▶ [DATA PROVIDED]
BEGIN
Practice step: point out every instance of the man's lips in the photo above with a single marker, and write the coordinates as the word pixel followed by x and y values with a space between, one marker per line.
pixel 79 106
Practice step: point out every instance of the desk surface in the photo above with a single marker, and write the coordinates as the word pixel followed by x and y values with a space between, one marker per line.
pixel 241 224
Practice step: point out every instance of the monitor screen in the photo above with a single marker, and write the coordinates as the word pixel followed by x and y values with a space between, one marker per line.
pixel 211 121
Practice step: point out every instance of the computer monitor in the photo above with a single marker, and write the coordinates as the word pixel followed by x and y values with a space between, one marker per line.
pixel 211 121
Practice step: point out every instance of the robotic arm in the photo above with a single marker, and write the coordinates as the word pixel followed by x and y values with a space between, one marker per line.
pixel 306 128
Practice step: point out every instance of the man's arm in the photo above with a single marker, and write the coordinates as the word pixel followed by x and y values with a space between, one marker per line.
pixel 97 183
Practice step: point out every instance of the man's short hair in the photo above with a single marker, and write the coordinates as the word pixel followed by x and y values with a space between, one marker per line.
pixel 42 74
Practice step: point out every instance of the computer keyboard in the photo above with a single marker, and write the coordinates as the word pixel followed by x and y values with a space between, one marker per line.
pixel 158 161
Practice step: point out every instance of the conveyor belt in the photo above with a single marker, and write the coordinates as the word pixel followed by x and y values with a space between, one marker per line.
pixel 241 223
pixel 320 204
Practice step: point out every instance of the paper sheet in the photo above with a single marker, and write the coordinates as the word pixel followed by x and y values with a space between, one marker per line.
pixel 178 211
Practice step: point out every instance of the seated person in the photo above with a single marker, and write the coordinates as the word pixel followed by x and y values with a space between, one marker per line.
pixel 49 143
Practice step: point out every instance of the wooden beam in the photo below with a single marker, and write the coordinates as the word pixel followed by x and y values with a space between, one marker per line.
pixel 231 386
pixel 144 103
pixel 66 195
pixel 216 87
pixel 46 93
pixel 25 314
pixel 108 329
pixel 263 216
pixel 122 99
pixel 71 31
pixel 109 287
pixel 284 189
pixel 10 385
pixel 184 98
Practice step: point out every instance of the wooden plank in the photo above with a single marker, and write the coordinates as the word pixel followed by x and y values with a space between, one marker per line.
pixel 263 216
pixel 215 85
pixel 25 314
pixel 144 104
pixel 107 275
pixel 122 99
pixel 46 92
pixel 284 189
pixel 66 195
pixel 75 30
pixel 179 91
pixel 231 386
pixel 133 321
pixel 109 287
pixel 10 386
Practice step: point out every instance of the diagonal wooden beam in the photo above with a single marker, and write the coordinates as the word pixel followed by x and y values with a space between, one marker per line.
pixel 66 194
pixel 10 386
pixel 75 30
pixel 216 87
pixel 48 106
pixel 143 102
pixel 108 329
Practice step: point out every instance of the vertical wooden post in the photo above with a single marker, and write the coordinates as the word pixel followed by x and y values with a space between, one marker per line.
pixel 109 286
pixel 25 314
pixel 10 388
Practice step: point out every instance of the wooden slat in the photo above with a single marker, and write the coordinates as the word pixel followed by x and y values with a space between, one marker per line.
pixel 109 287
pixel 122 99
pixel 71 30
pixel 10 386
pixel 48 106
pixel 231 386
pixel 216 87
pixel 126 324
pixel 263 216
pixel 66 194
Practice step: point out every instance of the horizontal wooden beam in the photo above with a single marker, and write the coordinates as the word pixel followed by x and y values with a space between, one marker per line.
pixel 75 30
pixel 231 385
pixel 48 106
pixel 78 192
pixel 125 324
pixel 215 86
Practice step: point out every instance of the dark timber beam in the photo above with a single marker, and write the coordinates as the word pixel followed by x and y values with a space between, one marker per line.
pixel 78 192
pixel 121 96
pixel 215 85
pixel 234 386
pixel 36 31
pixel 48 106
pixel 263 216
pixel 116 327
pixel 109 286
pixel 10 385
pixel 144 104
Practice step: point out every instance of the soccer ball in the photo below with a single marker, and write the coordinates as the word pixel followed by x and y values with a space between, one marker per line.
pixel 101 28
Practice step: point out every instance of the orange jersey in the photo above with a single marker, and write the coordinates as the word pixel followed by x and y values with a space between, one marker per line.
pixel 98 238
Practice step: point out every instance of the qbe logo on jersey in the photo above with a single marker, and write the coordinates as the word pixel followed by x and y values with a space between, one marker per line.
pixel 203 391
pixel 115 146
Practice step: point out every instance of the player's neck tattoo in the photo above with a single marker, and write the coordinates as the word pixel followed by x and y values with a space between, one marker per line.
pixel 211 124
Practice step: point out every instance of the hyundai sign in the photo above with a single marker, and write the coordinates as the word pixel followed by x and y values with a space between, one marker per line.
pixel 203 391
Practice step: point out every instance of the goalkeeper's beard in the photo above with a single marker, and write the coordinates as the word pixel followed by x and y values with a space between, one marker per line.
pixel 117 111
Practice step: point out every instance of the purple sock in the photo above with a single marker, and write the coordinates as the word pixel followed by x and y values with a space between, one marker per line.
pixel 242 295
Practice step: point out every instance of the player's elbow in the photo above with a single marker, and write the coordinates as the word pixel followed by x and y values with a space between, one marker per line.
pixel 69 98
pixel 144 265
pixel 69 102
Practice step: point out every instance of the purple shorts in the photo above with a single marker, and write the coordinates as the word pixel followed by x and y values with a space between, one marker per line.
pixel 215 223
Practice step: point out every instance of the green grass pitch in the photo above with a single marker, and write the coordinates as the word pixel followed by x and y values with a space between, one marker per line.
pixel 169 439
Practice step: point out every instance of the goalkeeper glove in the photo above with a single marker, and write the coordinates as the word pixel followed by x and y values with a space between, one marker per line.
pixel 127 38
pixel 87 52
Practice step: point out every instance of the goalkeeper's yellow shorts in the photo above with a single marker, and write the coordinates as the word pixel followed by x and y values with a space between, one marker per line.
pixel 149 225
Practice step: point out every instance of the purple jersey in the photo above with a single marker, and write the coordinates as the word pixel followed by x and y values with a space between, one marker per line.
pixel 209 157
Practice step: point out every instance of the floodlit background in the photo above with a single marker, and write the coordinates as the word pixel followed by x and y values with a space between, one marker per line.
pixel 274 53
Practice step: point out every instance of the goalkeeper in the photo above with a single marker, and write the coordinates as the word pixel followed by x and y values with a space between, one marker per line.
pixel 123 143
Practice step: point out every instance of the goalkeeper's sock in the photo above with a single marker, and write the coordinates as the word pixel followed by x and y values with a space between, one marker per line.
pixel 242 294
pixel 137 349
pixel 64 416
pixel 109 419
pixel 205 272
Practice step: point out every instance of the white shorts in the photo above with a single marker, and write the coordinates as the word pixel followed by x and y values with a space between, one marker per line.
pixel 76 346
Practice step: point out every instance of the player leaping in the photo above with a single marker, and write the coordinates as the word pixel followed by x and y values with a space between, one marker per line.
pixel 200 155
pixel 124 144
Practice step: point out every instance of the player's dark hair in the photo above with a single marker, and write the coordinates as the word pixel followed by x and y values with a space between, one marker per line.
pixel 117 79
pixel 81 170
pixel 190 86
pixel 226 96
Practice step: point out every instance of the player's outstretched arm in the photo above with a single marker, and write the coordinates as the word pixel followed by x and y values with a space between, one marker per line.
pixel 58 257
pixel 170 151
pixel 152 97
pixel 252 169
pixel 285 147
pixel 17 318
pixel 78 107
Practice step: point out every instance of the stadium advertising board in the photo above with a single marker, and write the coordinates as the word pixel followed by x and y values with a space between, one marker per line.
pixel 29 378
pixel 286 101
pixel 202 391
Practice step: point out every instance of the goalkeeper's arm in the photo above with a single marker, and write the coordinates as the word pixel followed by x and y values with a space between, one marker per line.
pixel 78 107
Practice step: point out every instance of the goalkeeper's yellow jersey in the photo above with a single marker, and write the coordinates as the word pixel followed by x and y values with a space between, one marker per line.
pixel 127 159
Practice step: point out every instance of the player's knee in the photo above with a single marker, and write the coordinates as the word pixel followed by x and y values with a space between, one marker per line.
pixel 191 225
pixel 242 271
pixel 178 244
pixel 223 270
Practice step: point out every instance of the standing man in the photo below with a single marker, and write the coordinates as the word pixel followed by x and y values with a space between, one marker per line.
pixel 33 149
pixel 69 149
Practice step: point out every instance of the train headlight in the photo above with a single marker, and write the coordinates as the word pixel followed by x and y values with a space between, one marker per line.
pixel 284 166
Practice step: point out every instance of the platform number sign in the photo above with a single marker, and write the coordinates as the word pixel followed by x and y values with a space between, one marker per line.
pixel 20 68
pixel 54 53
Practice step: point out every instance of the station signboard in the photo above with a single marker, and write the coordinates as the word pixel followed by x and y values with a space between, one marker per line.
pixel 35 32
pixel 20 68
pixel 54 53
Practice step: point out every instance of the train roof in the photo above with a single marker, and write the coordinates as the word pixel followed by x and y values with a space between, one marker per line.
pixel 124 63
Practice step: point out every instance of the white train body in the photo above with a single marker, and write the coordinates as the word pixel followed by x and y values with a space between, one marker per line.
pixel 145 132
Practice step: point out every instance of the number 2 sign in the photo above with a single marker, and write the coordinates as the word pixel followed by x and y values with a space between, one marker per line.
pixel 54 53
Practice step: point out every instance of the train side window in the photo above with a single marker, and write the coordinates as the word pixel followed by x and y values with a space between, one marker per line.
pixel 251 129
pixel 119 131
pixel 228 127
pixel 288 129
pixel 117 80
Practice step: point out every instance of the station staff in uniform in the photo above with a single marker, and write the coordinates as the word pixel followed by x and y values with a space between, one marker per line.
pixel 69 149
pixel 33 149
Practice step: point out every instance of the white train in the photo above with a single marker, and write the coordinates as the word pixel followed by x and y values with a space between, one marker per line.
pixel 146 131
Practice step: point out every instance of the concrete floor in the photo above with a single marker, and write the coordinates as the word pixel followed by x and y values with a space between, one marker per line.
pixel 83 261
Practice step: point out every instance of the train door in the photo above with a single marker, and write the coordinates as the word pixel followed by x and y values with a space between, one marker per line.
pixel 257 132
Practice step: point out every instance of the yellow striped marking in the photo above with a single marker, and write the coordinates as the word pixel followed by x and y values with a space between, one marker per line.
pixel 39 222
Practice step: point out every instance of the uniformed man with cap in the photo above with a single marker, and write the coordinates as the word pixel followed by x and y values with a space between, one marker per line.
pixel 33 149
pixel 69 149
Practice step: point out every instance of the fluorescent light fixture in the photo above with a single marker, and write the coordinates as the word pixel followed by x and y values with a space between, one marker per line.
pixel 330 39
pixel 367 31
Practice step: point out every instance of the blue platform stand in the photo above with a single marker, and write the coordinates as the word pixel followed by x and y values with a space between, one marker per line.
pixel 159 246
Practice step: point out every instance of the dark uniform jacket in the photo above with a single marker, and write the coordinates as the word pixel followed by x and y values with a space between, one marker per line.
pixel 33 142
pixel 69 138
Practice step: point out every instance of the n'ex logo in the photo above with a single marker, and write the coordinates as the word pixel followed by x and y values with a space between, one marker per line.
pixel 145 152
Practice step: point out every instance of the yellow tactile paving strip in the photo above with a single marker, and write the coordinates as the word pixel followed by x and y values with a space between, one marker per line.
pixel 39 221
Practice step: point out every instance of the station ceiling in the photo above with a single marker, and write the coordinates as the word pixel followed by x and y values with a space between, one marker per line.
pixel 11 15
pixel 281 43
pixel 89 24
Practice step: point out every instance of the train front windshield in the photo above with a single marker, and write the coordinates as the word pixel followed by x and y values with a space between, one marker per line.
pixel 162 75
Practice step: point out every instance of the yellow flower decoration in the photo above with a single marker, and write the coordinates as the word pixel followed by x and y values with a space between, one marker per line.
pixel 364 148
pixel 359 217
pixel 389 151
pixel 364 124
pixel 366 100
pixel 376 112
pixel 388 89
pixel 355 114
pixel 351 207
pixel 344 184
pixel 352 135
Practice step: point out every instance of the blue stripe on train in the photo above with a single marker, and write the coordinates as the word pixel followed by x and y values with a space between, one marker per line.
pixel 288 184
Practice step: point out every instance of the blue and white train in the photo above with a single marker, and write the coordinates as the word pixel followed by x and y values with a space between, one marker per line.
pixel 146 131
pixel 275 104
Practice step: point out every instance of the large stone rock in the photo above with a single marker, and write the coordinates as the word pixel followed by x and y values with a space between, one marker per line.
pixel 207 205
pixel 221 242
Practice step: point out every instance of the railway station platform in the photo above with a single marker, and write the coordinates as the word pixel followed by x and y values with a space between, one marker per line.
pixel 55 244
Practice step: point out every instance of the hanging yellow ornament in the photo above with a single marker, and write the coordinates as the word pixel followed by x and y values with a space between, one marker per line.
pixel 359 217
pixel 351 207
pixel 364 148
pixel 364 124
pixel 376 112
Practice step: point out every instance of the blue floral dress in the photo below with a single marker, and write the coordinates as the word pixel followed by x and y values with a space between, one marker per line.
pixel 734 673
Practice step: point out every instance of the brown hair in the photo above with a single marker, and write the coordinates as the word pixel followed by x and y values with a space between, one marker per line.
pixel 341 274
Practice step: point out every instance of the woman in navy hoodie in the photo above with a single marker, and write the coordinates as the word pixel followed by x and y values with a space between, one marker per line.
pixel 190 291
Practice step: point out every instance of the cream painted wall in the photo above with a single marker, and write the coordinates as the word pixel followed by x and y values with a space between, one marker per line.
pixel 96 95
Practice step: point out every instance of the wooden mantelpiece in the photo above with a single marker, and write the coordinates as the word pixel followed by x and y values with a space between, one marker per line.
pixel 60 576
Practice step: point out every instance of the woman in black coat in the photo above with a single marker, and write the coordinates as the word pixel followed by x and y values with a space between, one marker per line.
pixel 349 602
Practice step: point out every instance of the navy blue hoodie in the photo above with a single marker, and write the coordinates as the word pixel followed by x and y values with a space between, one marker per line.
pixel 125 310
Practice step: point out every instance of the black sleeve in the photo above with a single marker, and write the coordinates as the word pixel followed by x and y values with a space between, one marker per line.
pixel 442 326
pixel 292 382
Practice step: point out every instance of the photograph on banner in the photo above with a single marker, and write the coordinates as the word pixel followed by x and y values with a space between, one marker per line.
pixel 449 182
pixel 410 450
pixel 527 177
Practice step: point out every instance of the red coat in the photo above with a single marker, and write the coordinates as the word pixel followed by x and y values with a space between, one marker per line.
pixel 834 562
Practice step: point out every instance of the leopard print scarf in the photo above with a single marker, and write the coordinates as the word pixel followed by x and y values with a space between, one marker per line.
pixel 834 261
END
▶ [THE PROBLEM] Nothing but the lines from the one containing "Practice step: point out every instance of the leopard" to the end of the material should be printed, each exactly as written.

▶ [YOUR SOLUTION]
Practice step: point out every instance of the leopard print scarf in the photo above with a single marker, and write the coordinates as the word pixel followed by x and y values with a space between, one marker per line.
pixel 834 261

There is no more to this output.